- **Exercise description**: Which usernames post in the fly rod thread? List each one once.

- **Text segment**:
# 8 Weight Rec



## Vinny L (Oct 20, 2020)

So I'm retiring my Sage RPL 890 that I built some 25+ years ago. It served me well in fact I'll probably still use it but my wife doesn't know what to get me for Christmas so she thought a new Fly rod not components a factory rod would be a nice gift. We're in the process of buying a place on Little Gasparilla Island in SW Florida so my little lady wants me to have a new toy







. The rod is for the BC, Reds, Snook and Juvenile Tarps.
I was thinking about Scotts Sector, T&T's Exocett SS in 250 or Sages Salt HD, what do you guys think?
Any suggestions would be welcome.
Vinny


----------



## Snookdaddy (Jan 5, 2008)

Vinny,
1st. Congrats on retiring. 2nd Congrats on getting in a place on Little Gasparilla. Are you planning to live on the island full time? We have a weekend place down there. Maybe we can fish together when you get settled in.

As for the rods, I would go to the nearest fly shop and cast all the rods on your list and see which one "feels" the best for your casting stroke.


----------



## crboggs (Mar 30, 2015)

Recently picked up a Sage Maverick 8wt. Very happy with it. Handled a slot red nicely about a week ago.


----------



## Vinny L (Oct 20, 2020)

Thank you but I'm retiring the rod sorta speak. I can't retire from teaching till 6/22 maybe a year sooner if the state passes the Bill that's been sitting in committee for the last 6 months.
My wife and I plan on moving in to our new place full time once retired. I'll keep the Pompano condo and my home in NY. I can't see any reason to leave paradise unless family calls. I will fish with you anytime, pm me your number and I'll touch base when I'm down there.
Thank you for the "casting stroke" advise, I've been throwing three different rods for the last 25 years so I figure my stroke is adaptable but one never knows..
Looking forward to wetting a line.


----------



## ryc72 (Oct 18, 2020)

treat yourself....loomis asquith in 8wt is pure bliss.


----------



## Flyfish40 (Sep 23, 2019)

Love the Sector have an 8wt with a 6wt on the way! Great feel to the rods from close range on out. Super accurate and you can present a fly very subtle. It’s a really fun rod to cast and tug on some fish.

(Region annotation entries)
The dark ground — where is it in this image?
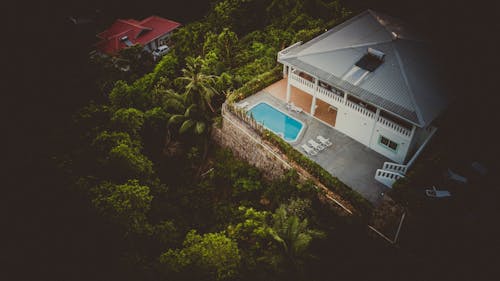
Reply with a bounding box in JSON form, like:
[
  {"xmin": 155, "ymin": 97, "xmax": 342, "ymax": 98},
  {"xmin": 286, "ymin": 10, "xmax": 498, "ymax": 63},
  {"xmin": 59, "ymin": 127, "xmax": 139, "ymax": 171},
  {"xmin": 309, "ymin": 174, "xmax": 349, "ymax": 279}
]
[{"xmin": 4, "ymin": 0, "xmax": 499, "ymax": 280}]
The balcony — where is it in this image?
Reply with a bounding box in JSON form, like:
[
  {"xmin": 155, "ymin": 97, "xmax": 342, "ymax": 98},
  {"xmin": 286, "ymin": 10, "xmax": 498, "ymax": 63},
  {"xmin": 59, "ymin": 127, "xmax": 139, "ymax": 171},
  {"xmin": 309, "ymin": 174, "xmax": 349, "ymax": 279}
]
[{"xmin": 290, "ymin": 73, "xmax": 411, "ymax": 138}]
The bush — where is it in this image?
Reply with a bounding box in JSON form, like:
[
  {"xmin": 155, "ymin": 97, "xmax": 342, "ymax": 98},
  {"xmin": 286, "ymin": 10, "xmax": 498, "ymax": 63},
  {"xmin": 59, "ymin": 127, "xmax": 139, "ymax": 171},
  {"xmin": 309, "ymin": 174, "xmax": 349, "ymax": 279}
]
[{"xmin": 227, "ymin": 66, "xmax": 282, "ymax": 103}]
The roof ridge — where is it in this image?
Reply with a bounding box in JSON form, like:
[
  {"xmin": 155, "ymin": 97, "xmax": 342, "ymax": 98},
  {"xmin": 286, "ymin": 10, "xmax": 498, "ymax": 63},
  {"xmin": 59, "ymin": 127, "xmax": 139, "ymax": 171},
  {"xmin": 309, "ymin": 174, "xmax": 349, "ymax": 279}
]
[
  {"xmin": 116, "ymin": 19, "xmax": 152, "ymax": 30},
  {"xmin": 282, "ymin": 10, "xmax": 368, "ymax": 57},
  {"xmin": 390, "ymin": 41, "xmax": 425, "ymax": 125},
  {"xmin": 283, "ymin": 41, "xmax": 382, "ymax": 59}
]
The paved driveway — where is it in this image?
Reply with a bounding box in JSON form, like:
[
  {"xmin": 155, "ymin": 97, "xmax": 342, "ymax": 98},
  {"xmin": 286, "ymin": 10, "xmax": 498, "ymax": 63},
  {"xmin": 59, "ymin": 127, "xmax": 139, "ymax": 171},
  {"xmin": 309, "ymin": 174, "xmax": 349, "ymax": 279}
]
[{"xmin": 245, "ymin": 91, "xmax": 390, "ymax": 205}]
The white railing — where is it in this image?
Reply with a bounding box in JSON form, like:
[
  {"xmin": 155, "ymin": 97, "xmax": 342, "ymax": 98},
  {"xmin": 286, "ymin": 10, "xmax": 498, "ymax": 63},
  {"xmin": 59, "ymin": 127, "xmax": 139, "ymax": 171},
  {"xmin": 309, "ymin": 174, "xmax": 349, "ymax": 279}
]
[
  {"xmin": 377, "ymin": 116, "xmax": 411, "ymax": 137},
  {"xmin": 382, "ymin": 162, "xmax": 408, "ymax": 175},
  {"xmin": 316, "ymin": 86, "xmax": 344, "ymax": 104},
  {"xmin": 375, "ymin": 169, "xmax": 405, "ymax": 188},
  {"xmin": 346, "ymin": 101, "xmax": 375, "ymax": 118},
  {"xmin": 290, "ymin": 73, "xmax": 314, "ymax": 90}
]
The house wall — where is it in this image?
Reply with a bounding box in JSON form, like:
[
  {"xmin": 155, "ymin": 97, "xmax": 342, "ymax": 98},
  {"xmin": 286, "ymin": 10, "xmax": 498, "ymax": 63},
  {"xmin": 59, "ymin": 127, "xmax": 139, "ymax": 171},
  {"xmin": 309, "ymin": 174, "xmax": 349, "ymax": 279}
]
[
  {"xmin": 288, "ymin": 67, "xmax": 418, "ymax": 164},
  {"xmin": 370, "ymin": 124, "xmax": 411, "ymax": 164},
  {"xmin": 335, "ymin": 106, "xmax": 375, "ymax": 146}
]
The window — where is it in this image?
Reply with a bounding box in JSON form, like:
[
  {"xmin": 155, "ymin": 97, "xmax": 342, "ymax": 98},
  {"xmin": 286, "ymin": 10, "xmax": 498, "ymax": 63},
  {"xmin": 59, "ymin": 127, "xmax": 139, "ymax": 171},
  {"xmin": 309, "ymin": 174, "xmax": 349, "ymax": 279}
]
[{"xmin": 379, "ymin": 136, "xmax": 398, "ymax": 152}]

- **Response to the task**: Vinny L, Snookdaddy, crboggs, ryc72, Flyfish40